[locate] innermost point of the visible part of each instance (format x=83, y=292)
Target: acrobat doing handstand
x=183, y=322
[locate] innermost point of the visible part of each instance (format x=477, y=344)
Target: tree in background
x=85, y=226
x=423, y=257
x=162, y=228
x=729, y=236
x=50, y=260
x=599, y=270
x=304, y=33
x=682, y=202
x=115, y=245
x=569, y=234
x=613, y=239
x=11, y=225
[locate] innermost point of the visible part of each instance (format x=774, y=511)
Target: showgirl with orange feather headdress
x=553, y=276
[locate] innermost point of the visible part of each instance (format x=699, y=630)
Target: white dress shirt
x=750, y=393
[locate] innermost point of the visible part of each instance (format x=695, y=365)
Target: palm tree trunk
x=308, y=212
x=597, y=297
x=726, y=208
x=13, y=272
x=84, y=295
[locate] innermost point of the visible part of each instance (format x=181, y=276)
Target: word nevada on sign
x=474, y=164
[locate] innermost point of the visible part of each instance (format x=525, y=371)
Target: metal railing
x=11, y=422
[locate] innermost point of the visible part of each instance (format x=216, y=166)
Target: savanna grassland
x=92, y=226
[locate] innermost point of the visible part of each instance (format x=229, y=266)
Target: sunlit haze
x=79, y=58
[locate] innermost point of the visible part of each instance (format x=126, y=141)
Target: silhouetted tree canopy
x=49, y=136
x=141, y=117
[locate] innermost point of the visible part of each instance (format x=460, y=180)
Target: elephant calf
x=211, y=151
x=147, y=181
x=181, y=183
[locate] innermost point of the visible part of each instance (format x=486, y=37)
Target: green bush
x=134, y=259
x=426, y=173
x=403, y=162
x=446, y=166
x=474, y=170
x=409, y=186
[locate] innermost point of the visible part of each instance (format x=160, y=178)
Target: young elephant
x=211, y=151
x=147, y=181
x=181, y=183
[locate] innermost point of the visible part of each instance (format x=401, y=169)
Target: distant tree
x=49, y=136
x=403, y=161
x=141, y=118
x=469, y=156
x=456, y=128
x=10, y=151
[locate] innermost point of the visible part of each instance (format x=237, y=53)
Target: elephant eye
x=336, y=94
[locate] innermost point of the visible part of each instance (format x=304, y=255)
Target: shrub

▶ **WHAT YOU WILL DO**
Rewrite every line of the records above as a numbered list, leaving out any blank lines.

▶ **TASK ANSWER**
1. [locate] innermost point of the visible part of each instance (format x=83, y=292)
2. Target: acrobat doing handstand
3. x=183, y=322
4. [locate] innermost point of the visible part of each instance (format x=477, y=344)
5. Target: tree in background
6. x=85, y=226
7. x=423, y=257
8. x=162, y=228
9. x=729, y=236
10. x=50, y=260
11. x=599, y=270
12. x=304, y=33
13. x=682, y=202
14. x=115, y=245
15. x=569, y=234
16. x=613, y=239
17. x=11, y=225
18. [locate] innermost point of the visible part of each instance (format x=774, y=511)
19. Target: showgirl with orange feather headdress
20. x=553, y=276
21. [locate] innermost point of the visible part of each instance (format x=699, y=630)
22. Target: white dress shirt
23. x=750, y=393
24. [locate] innermost point of the visible part of each instance (format x=695, y=365)
25. Target: palm tree trunk
26. x=308, y=212
27. x=597, y=297
28. x=726, y=208
29. x=13, y=272
30. x=84, y=295
31. [locate] innermost point of the visible part of each instance (format x=181, y=276)
32. Target: word nevada on sign
33. x=474, y=164
34. [locate] innermost point of the visible part of each instance (format x=525, y=371)
35. Target: metal railing
36. x=11, y=422
37. [locate] innermost point of the visible part of each instance (format x=216, y=166)
38. Target: savanna grassland
39. x=92, y=226
40. [locate] innermost point of the visible part of each instance (format x=229, y=266)
41. Target: sunlit haze
42. x=79, y=58
43. [locate] innermost point of the visible part of each instance (format x=126, y=141)
44. Target: silhouetted tree canopy
45. x=49, y=136
46. x=141, y=117
47. [locate] innermost point of the visible part of each instance (format x=460, y=180)
48. Target: elephant calf
49. x=211, y=151
50. x=147, y=181
51. x=181, y=183
52. [locate] innermost point of the visible part of each instance (format x=486, y=37)
53. Target: green bush
54. x=134, y=259
55. x=426, y=173
56. x=403, y=162
57. x=446, y=166
58. x=474, y=170
59. x=409, y=186
60. [locate] innermost point of the visible part of each instance (format x=160, y=178)
61. Target: young elephant
62. x=211, y=151
63. x=147, y=181
64. x=181, y=183
65. [locate] innermost point of the visible part of each instance (format x=401, y=169)
66. Target: distant tree
67. x=49, y=136
68. x=403, y=161
69. x=141, y=118
70. x=469, y=156
71. x=456, y=128
72. x=10, y=151
73. [locate] innermost point of the visible part of each instance (format x=237, y=53)
74. Target: elephant eye
75. x=336, y=94
76. [locate] innermost point of the visible part of each instance (format x=304, y=255)
77. Target: shrub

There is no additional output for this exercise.